*EXERCISES*.
1. In the rom-com ratings text, rewrite the paragraph that begins "A year ago, I wrote my first article" more briefly, keeping its main facts.
2. In one to three sentences, explain why the rom-com ratings text says the writer compiled a second batch of films.

Levitt Rates RomComs 2- The Second Batch.

Okay, maybe its your 23rd time watching Darcy kiss Bridget Jones in the snow or your 38th time witnessing a pink shirted, Mr. Thacker admit he’d been a “daft prick” in front of a roomful of paparazzi…and your desperately searching for more.

A year ago, I wrote my first article on reviewing the best/worst rom-coms. * Levitt Reviews Rom Coms .Well, I’ve decided its high time to compile another, second batch of films to get your Rom Com juices flowing once again.  Its a mixed bag.  Some bad some excruciating.  But, if your attention spans permit, I  promise a few laughs along the way and a hey, maybe if you hang in there, you might find that your true love for this article was there all along 🙂

Forgetting Sarah marshall. (B-)

*STORED DATA*.
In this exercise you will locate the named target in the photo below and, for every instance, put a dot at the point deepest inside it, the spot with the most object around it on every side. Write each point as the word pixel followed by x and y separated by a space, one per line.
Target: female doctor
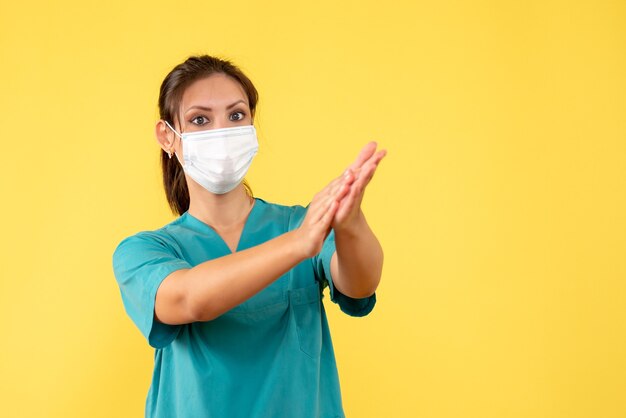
pixel 229 293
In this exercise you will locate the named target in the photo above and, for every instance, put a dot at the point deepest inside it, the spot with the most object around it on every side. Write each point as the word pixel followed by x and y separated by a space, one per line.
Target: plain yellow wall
pixel 501 204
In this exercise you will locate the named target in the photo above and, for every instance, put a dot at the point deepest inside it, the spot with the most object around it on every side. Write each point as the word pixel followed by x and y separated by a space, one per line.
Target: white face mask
pixel 218 159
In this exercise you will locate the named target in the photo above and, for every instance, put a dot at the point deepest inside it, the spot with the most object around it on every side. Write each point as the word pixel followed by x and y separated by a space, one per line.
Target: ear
pixel 164 136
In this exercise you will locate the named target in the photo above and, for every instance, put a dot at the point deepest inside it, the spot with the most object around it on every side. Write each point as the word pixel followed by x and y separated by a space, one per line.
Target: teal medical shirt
pixel 271 356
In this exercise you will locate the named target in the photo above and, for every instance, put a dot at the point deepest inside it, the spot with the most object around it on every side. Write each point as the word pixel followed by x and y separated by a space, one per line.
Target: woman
pixel 229 293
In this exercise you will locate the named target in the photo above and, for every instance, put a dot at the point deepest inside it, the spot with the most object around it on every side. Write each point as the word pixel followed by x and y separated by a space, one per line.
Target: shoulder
pixel 150 240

*RESPONSES IN ORDER*.
1. A year after a first article reviewing the best and worst rom-coms, the writer has compiled a second batch of films to get readers' rom-com juices flowing again. The batch is mixed, with some bad films and some excruciating ones, but the writer promises a few laughs to readers who stick with it and jokes that they may find their true love for the article was there all along.

2. The writer compiled the second batch to get readers' rom-com juices flowing once again. It is aimed at readers who have watched Darcy kiss Bridget Jones in the snow or Mr. Thacker admit he'd been a "daft prick" many times and are desperately searching for more.